ENTRIES PROVIDED ->

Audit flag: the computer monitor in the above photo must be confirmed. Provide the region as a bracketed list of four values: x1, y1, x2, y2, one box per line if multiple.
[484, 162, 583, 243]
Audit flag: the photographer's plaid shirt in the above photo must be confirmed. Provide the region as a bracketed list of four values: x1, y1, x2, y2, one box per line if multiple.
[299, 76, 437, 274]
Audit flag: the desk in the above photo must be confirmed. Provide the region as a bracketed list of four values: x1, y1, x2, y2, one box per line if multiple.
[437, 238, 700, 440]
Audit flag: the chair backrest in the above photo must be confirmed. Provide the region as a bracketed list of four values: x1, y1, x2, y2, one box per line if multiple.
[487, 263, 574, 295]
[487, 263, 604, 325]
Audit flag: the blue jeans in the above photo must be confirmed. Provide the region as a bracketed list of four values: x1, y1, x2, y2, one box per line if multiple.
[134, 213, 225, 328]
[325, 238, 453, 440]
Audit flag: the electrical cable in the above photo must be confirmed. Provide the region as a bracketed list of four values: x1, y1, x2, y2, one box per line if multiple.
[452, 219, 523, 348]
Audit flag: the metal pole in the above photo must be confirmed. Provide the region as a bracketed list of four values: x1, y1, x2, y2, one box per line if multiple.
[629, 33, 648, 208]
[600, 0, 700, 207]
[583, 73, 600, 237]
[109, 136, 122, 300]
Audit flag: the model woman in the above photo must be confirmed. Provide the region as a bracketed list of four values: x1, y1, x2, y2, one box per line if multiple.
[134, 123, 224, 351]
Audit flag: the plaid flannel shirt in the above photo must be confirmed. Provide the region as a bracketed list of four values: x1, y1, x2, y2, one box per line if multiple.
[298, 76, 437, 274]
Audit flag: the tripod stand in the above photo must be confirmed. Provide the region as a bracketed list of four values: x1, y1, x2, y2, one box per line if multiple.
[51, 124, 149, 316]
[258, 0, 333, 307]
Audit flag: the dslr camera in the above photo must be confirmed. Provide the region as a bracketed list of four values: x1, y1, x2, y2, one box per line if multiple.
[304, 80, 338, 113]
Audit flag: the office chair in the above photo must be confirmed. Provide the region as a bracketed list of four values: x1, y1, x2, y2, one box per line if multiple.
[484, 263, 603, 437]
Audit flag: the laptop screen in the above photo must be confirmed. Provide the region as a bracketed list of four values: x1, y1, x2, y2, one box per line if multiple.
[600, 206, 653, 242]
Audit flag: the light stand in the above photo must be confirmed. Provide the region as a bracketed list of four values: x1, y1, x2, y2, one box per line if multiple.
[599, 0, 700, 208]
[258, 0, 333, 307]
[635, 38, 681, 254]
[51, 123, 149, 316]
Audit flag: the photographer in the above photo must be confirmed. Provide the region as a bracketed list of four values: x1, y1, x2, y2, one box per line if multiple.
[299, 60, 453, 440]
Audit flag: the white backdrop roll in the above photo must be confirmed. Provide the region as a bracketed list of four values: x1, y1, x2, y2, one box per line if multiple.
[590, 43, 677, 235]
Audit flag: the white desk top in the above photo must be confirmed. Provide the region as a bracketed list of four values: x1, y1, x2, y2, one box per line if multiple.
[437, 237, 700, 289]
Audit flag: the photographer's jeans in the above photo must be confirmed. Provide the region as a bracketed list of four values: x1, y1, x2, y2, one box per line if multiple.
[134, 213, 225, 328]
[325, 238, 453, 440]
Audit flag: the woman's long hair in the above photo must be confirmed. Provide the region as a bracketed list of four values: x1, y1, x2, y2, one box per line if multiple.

SHORT PROBLEM -> Convert each of the rows above into a numbered list, one row per item, and leave out any blank lines.

WRITTEN RESPONSE ->
1. Audit flag: the computer monitor in the above photo must be confirmed. Provide the region as a bracketed list of four values: x1, y1, x2, y2, one box per line if multiple.
2. [484, 162, 583, 243]
3. Audit flag: the photographer's plaid shirt in the above photo must be confirmed. Provide the region as a bracketed list of four values: x1, y1, x2, y2, one box per line if multiple.
4. [299, 76, 437, 274]
5. Audit flag: the desk in the above photo must be confirmed. Provide the region as a bracketed list of four values: x1, y1, x2, y2, one box per line if multiple.
6. [437, 238, 700, 440]
7. Audit flag: the chair backrest in the above photo must be confirmed. Provide the region as a bracketed list of four values: x1, y1, x2, y2, one box per line if multiple.
8. [487, 263, 574, 295]
9. [487, 263, 604, 325]
10. Audit flag: the blue jeans in the above photo must be confirmed. Provide the region as a bracketed list of four values: x1, y1, x2, y2, one box per line if multiple.
11. [134, 213, 225, 328]
12. [325, 238, 453, 440]
13. Audit flag: the electrical cable in the above photo must be confirmed. Provide the region as a bracketed list of four values: x1, y1, x2, y2, one box per line if multiple.
14. [452, 219, 523, 348]
15. Audit flag: the metal pole in the above photo must be confirmed. Provide the region as a bracketed list of four values: x1, y1, x2, y2, one box per line if multiple.
16. [629, 33, 648, 208]
17. [600, 0, 700, 207]
18. [583, 73, 600, 237]
19. [109, 136, 122, 300]
20. Audit flag: the model woman in the above photo must be confirmed. Provide the region as a bracketed list of four values: x1, y1, x2, y2, one box per line if multiple.
21. [134, 123, 224, 351]
22. Audit flag: the plaid flannel shirt in the above photo must be confirmed. Provide the region as a bracketed list of four values: x1, y1, x2, y2, one box per line if multiple.
23. [298, 76, 437, 274]
24. Audit flag: the tripod stand in the above photo must be confirmed. Provide the region as a bracketed list of four values: x1, y1, x2, y2, one box per line if multiple.
25. [51, 124, 149, 316]
26. [258, 0, 333, 307]
27. Audit flag: the dslr camera in the above photo must be confirmed. Provide the region as a bracketed list of four values: x1, y1, x2, y2, one box per line if multiple.
28. [304, 80, 338, 113]
29. Audit flag: the office chair in the above photo must be confirmed. Provide the region as a bracketed list of four values: x1, y1, x2, y2, one box per line if multiple.
30. [484, 263, 603, 437]
31. Audit flag: the laptop screen in the above photo must be confirmed. Provide the region as a bracketed list of four values: x1, y1, x2, y2, one box per line if multiple.
32. [600, 206, 653, 242]
33. Audit flag: the light stand in the above photo must be confirmed. Provide the region as a bracketed list of four values: x1, y1, x2, y2, one box per line if multiple.
34. [599, 0, 700, 208]
35. [258, 0, 333, 307]
36. [635, 38, 681, 254]
37. [51, 123, 149, 316]
38. Audit flag: the photographer in the above photo must be confirmed. Provide the region as a bracketed list of four values: x1, y1, x2, y2, one box per line if multiple.
39. [299, 60, 453, 440]
40. Audit flag: the white backdrop roll in the above photo must be confirmed. Provide the region as a bracketed list of four values: x1, y1, x2, y2, one box per line if multiple.
41. [590, 43, 677, 235]
42. Audit flag: the white desk top in the above photo must be confirmed. Provide the region as a bracketed list of four values: x1, y1, x2, y2, one box per line if multiple.
43. [437, 237, 700, 289]
44. Audit flag: the photographer's jeans in the above photo must be confirmed. Provide the region as a bracketed list of four values: x1, y1, x2, y2, one box per line if multiple.
45. [134, 213, 225, 328]
46. [325, 238, 453, 440]
47. Audit flag: the woman's long hair in the above photo must be confirmed. Provide the region as a bracketed list of four values: x1, y1, x2, y2, one box per line if multiple.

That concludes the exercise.